__Extracted text__.
Hacker News new | ask | show | jobs
by philippemnoel 984 days ago
One of the ParadeDB authors here, hey! Thanks for pointing this out, you're completely right. That's an oversight on our end. We'll update the benchmarks and re-run them to correct this :)
2 comments

Great to hear, a benchmark against trigram searching with gin index would also be great. There are multiple ways to do full text search with postgres and they’re all insanely fast and memory efficient. Benchmarking various methods for comparison would be helpful.

https://www.crunchydata.com/blog/postgres-full-text-search-a...

Thanks for sharing, will look to add a benchmark for that as well
I learned the hard way that Gin updates are too slow, and in my case it was not even 100 updates per seconds on average, but could peak to 1000.

How does Pg_bm25 compare here with maintaining the index & performance?

If I am understanding your experience correctly the colloquial wisdom here is to use GIN on static data and GIST on dynamic data.

> In choosing which index type to use, GiST or GIN, consider these performance differences:

> GIN index lookups are about three times faster than GiST

> GIN indexes take about three times longer to build than GiST

> GIN indexes are moderately slower to update than GiST indexes, but about 10 times slower if fast-update support was disabled (see Section 54.3.1 for details)

> GIN indexes are two-to-three times larger than GiST indexes

> As a rule of thumb, GIN indexes are best for static data because lookups are faster. For dynamic data, GiST indexes are faster to update. Specifically, GiST indexes are very good for dynamic data and fast if the number of unique words (lexemes) is under 100,000, while GIN indexes will handle 100,000+ lexemes better but are slower to update.

https://www.postgresql.org/docs/9.1/textsearch-indexes.html

__Problems to solve__.
1 – The thread quotes a list of performance differences between GIN and GiST indexes. List each difference it gives.
2 – Copy the passage of the thread starting with "Great to hear, a" and going on through "https://www.crunchydata.com/blog/postgres-full-text-search-a...", word for word.

__Data extract__.
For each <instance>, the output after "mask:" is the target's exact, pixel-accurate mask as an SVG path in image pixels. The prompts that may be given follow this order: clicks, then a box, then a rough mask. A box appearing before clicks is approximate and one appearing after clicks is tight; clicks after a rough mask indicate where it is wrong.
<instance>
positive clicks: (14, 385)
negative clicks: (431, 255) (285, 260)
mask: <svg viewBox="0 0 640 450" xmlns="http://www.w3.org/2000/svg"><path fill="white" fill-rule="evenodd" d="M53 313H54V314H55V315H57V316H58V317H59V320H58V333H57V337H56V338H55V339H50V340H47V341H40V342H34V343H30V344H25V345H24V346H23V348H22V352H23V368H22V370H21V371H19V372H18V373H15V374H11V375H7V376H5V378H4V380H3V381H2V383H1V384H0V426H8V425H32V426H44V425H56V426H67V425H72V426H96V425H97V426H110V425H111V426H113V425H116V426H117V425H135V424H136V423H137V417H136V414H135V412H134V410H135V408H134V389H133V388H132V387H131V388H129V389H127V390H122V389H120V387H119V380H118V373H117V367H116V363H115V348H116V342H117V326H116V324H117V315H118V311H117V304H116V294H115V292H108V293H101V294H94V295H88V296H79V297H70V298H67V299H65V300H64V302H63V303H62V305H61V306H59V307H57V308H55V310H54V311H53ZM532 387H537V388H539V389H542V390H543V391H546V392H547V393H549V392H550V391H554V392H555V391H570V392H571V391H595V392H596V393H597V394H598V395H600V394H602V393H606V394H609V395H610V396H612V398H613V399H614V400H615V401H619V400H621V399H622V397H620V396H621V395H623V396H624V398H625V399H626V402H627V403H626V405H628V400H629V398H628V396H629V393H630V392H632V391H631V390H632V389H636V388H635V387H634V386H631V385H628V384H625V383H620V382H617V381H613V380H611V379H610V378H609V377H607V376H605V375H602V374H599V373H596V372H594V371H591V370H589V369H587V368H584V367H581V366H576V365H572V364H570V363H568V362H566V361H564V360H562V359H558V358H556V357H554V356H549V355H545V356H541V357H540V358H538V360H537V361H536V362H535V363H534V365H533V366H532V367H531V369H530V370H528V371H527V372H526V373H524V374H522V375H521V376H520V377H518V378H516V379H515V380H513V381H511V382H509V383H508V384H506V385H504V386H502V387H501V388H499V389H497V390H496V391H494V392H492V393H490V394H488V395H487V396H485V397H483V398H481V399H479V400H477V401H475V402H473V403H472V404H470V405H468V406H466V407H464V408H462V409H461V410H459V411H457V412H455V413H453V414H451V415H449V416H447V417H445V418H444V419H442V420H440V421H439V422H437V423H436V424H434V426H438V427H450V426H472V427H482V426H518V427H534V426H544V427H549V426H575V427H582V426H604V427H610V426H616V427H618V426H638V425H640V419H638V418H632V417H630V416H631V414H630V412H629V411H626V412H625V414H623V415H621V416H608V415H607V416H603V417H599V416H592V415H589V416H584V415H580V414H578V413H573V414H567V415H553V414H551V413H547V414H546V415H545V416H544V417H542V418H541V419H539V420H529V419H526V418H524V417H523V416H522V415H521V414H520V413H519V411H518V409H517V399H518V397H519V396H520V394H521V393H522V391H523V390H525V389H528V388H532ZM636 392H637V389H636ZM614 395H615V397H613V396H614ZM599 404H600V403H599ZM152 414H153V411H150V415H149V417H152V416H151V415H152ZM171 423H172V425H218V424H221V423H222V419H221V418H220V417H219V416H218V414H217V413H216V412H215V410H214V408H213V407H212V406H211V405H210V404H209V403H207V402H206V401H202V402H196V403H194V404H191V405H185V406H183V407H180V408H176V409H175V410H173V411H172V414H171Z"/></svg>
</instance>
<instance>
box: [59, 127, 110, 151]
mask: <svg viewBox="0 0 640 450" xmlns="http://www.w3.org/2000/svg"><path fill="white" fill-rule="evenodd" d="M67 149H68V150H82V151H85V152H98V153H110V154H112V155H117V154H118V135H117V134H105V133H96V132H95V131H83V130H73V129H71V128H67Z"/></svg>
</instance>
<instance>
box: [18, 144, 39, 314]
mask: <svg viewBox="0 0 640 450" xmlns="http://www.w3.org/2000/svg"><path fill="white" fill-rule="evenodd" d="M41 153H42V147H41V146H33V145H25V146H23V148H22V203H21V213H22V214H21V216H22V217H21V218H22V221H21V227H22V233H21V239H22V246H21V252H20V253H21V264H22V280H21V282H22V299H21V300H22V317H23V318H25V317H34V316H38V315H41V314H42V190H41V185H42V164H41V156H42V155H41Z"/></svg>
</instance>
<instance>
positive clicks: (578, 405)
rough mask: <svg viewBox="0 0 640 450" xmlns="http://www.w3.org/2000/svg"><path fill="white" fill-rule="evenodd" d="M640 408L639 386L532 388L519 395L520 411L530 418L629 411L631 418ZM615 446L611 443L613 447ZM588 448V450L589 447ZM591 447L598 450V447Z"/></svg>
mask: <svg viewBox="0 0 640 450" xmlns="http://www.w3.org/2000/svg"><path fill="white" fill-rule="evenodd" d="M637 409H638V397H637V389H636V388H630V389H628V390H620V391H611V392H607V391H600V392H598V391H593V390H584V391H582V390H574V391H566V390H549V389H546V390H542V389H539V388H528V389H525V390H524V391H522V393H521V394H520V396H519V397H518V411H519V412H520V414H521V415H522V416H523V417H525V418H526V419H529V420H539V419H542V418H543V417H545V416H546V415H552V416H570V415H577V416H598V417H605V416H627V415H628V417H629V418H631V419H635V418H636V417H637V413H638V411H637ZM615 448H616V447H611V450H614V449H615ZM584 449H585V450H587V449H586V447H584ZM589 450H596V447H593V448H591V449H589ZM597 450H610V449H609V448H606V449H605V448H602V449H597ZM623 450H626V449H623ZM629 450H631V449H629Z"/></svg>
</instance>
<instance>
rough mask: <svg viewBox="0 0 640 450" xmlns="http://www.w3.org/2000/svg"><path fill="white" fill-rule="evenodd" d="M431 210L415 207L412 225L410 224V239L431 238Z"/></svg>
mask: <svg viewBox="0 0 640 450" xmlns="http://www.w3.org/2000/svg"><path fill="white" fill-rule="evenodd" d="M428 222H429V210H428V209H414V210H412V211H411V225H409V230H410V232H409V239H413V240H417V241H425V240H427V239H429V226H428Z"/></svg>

__Solutions to the exercise__.
1 –
- GIN index lookups are about three times faster than GiST.
- GIN indexes take about three times longer to build than GiST.
- GIN indexes are moderately slower to update than GiST indexes, but about 10 times slower if fast-update support is disabled.
- GIN indexes are two-to-three times larger than GiST indexes.

2 –
Great to hear, a benchmark against trigram searching with gin index would also be great. There are multiple ways to do full text search with postgres and they’re all insanely fast and memory efficient. Benchmarking various methods for comparison would be helpful.

https://www.crunchydata.com/blog/postgres-full-text-search-a...